## Exercise goal
Extract the rows from the line containing "274L237 378L290 336L288" through the line containing "positive clicks: (290, 325) (234, 372)", reproducing them verbatim, with both of those lines included and nothing else.

## Provided material

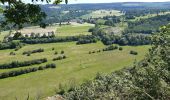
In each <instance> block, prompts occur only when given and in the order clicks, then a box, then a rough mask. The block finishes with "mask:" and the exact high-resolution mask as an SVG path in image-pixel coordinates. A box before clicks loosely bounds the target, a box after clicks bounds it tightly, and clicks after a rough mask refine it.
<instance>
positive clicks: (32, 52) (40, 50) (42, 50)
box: [23, 48, 44, 55]
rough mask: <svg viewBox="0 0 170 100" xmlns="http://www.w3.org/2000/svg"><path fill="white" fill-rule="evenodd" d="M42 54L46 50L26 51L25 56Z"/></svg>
mask: <svg viewBox="0 0 170 100" xmlns="http://www.w3.org/2000/svg"><path fill="white" fill-rule="evenodd" d="M40 52H44V49H41V48H40V49H36V50H32V51H24V52H23V55H30V54H33V53H40Z"/></svg>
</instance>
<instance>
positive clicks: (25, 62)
mask: <svg viewBox="0 0 170 100" xmlns="http://www.w3.org/2000/svg"><path fill="white" fill-rule="evenodd" d="M45 62H47V59H46V58H42V59H35V60H30V61H23V62H19V61H12V62H11V63H7V64H1V65H0V69H10V68H18V67H25V66H31V65H35V64H41V63H45Z"/></svg>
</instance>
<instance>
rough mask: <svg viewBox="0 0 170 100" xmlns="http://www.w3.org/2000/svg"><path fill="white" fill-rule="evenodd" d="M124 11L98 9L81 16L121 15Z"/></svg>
mask: <svg viewBox="0 0 170 100" xmlns="http://www.w3.org/2000/svg"><path fill="white" fill-rule="evenodd" d="M121 15H122V13H121V12H120V11H118V10H96V11H90V13H89V14H86V15H83V16H81V18H84V19H88V18H102V17H104V16H121Z"/></svg>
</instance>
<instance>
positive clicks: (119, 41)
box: [89, 26, 151, 46]
mask: <svg viewBox="0 0 170 100" xmlns="http://www.w3.org/2000/svg"><path fill="white" fill-rule="evenodd" d="M89 31H92V35H94V36H96V37H99V38H100V40H101V41H102V42H103V44H105V45H111V44H113V43H115V44H119V45H132V46H136V45H147V44H150V43H151V36H150V35H145V34H135V33H131V34H130V33H129V34H123V35H121V36H119V35H114V34H111V33H106V32H105V31H104V29H102V28H100V27H98V26H96V27H95V28H92V29H89Z"/></svg>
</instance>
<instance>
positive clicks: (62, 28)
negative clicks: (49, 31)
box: [56, 25, 93, 36]
mask: <svg viewBox="0 0 170 100" xmlns="http://www.w3.org/2000/svg"><path fill="white" fill-rule="evenodd" d="M91 27H93V26H92V25H63V26H61V27H57V30H56V36H77V35H90V34H91V33H90V32H88V30H89V29H90V28H91Z"/></svg>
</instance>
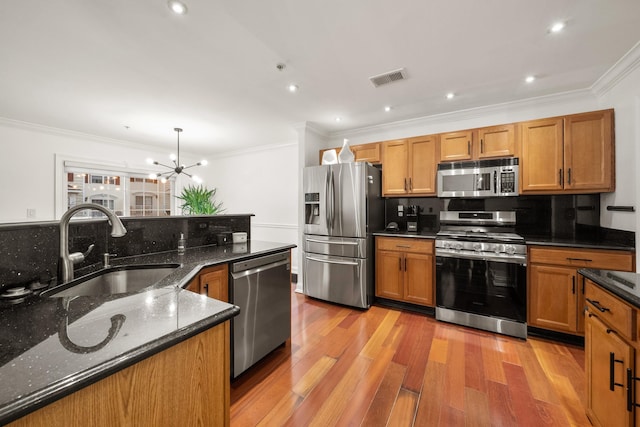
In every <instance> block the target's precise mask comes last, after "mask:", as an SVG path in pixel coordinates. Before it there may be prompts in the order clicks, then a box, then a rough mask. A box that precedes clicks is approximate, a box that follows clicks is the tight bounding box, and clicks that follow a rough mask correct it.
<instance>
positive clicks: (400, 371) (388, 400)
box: [362, 362, 405, 427]
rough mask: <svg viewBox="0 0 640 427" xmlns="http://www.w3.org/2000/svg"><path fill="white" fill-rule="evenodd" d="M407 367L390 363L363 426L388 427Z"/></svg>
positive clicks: (362, 423) (372, 403)
mask: <svg viewBox="0 0 640 427" xmlns="http://www.w3.org/2000/svg"><path fill="white" fill-rule="evenodd" d="M404 372H405V367H404V366H402V365H398V364H397V363H393V362H391V363H389V367H388V369H387V371H386V374H385V376H384V379H383V380H382V383H381V384H380V387H379V388H378V392H377V393H376V395H375V397H374V398H373V401H372V402H371V405H370V406H369V410H368V411H367V414H366V416H365V417H364V420H363V421H362V425H363V426H372V427H375V426H386V425H387V420H388V419H389V416H390V414H391V410H392V409H393V405H394V403H395V401H396V398H397V396H398V393H399V391H400V386H401V384H402V379H403V378H404Z"/></svg>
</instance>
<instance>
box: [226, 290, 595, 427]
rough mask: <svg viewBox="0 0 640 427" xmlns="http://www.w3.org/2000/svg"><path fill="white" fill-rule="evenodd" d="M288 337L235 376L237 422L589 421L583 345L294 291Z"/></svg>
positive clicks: (236, 414)
mask: <svg viewBox="0 0 640 427" xmlns="http://www.w3.org/2000/svg"><path fill="white" fill-rule="evenodd" d="M291 303H292V320H291V322H292V327H291V330H292V337H291V339H290V341H288V342H287V344H286V345H285V346H282V347H279V348H278V349H276V350H275V351H274V352H272V353H271V354H270V355H268V356H267V357H266V358H265V359H264V360H263V361H261V362H259V363H258V364H257V365H256V366H254V367H253V368H251V369H249V370H248V371H247V373H245V374H244V375H243V376H241V377H240V378H239V379H238V380H236V381H234V382H233V383H232V386H231V402H232V404H231V424H232V426H238V427H245V426H255V425H261V426H282V425H284V426H294V427H298V426H307V425H322V426H329V425H338V426H366V427H369V426H378V425H380V426H385V425H407V426H411V425H415V426H429V427H430V426H447V427H449V426H458V425H459V426H464V425H470V426H471V425H474V426H475V425H478V426H485V425H491V426H498V427H500V426H508V427H512V426H543V425H551V426H566V425H576V426H587V425H589V424H588V419H587V418H586V415H585V409H584V402H585V386H586V384H585V375H584V350H583V349H582V348H580V347H576V346H570V345H565V344H562V343H556V342H553V341H548V340H541V339H538V338H529V339H528V340H527V341H524V340H519V339H515V338H511V337H506V336H502V335H496V334H492V333H488V332H484V331H478V330H475V329H470V328H465V327H462V326H459V325H451V324H447V323H443V322H438V321H436V320H435V319H433V318H432V317H429V316H424V315H422V314H417V313H414V312H405V311H402V310H397V309H389V308H386V307H381V306H375V305H374V306H373V307H371V308H370V309H369V310H359V309H351V308H348V307H344V306H339V305H334V304H328V303H325V302H322V301H318V300H314V299H311V298H307V297H305V296H304V295H301V294H295V293H292V296H291Z"/></svg>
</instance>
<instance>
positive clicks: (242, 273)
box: [230, 251, 291, 378]
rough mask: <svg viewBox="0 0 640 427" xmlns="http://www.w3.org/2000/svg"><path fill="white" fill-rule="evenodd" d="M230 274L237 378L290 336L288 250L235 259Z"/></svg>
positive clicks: (290, 325) (234, 372)
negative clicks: (234, 315) (274, 253)
mask: <svg viewBox="0 0 640 427" xmlns="http://www.w3.org/2000/svg"><path fill="white" fill-rule="evenodd" d="M230 274H231V282H232V286H231V298H230V299H231V302H232V303H233V304H235V305H237V306H238V307H240V314H239V315H238V316H236V317H235V318H234V319H233V320H232V321H231V328H232V332H231V336H232V341H233V343H232V348H233V355H232V358H231V361H232V366H231V373H232V377H233V378H236V377H237V376H238V375H240V374H241V373H243V372H244V371H246V370H247V369H248V368H250V367H251V366H252V365H253V364H255V363H256V362H257V361H259V360H260V359H262V358H263V357H264V356H266V355H267V354H269V353H270V352H271V351H272V350H274V349H275V348H276V347H278V346H279V345H281V344H283V343H284V342H285V341H286V340H287V339H288V338H289V337H290V336H291V276H290V259H289V252H288V251H287V252H280V253H276V254H272V255H266V256H262V257H258V258H252V259H249V260H246V261H241V262H236V263H234V264H232V265H231V273H230Z"/></svg>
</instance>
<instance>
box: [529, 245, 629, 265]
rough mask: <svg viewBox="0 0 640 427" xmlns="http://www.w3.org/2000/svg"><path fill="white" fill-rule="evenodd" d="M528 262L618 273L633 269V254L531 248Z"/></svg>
mask: <svg viewBox="0 0 640 427" xmlns="http://www.w3.org/2000/svg"><path fill="white" fill-rule="evenodd" d="M529 262H531V263H538V264H554V265H565V266H570V267H576V268H583V267H586V268H602V269H606V270H620V271H633V269H634V266H633V254H632V253H631V252H627V251H606V250H592V249H579V248H566V249H564V248H551V247H532V248H530V249H529Z"/></svg>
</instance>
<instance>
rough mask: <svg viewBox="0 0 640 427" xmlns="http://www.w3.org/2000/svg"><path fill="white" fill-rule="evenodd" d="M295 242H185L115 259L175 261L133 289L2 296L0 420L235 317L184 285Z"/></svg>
mask: <svg viewBox="0 0 640 427" xmlns="http://www.w3.org/2000/svg"><path fill="white" fill-rule="evenodd" d="M293 247H295V245H289V244H281V243H270V242H259V241H248V242H247V243H246V244H234V245H224V246H203V247H196V248H189V249H187V251H186V253H185V254H183V255H179V254H178V253H177V251H168V252H162V253H155V254H148V255H142V256H133V257H128V258H122V259H118V258H115V259H114V260H113V265H129V264H154V263H178V264H180V267H178V268H176V269H175V270H174V271H173V272H172V273H171V274H170V275H168V276H167V277H165V278H164V279H162V280H160V281H159V282H157V283H156V284H154V285H153V286H151V287H149V288H146V289H145V290H142V291H140V292H136V293H122V294H114V295H108V296H107V295H105V296H100V297H75V298H56V297H40V296H30V297H28V298H27V299H26V300H25V301H24V302H21V303H18V304H10V303H7V302H3V303H2V305H0V330H2V334H1V335H0V379H1V381H2V387H1V388H0V425H3V424H5V423H8V422H10V421H12V420H14V419H17V418H19V417H21V416H23V415H26V414H27V413H29V412H32V411H34V410H36V409H38V408H40V407H42V406H45V405H47V404H49V403H51V402H53V401H55V400H57V399H59V398H61V397H63V396H65V395H68V394H70V393H73V392H75V391H77V390H79V389H80V388H82V387H84V386H86V385H89V384H91V383H93V382H96V381H98V380H100V379H102V378H104V377H106V376H108V375H111V374H113V373H114V372H117V371H119V370H121V369H123V368H126V367H128V366H130V365H133V364H134V363H136V362H138V361H140V360H142V359H145V358H147V357H149V356H151V355H153V354H155V353H158V352H160V351H162V350H164V349H166V348H168V347H171V346H173V345H175V344H177V343H179V342H181V341H184V340H186V339H187V338H190V337H192V336H194V335H196V334H198V333H200V332H203V331H205V330H207V329H209V328H211V327H213V326H215V325H217V324H220V323H222V322H224V321H226V320H229V319H231V318H232V317H234V316H236V315H237V314H238V313H239V308H238V307H236V306H234V305H231V304H227V303H224V302H221V301H217V300H214V299H211V298H207V297H203V296H201V295H197V294H195V293H192V292H190V291H186V290H184V289H183V287H185V286H186V285H187V284H188V283H189V282H190V280H191V279H193V277H195V276H196V275H197V274H198V272H199V271H200V270H201V269H202V268H203V267H207V266H211V265H216V264H222V263H227V262H233V261H236V260H241V259H247V258H252V257H255V256H258V255H262V254H267V253H275V252H280V251H283V250H289V249H290V248H293ZM84 274H86V271H85V272H84ZM79 275H80V274H79V273H77V274H76V277H78V276H79Z"/></svg>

## Task output
rough mask: <svg viewBox="0 0 640 427" xmlns="http://www.w3.org/2000/svg"><path fill="white" fill-rule="evenodd" d="M230 274L237 378L290 336L288 250L235 259Z"/></svg>
positive clicks: (290, 325) (234, 372)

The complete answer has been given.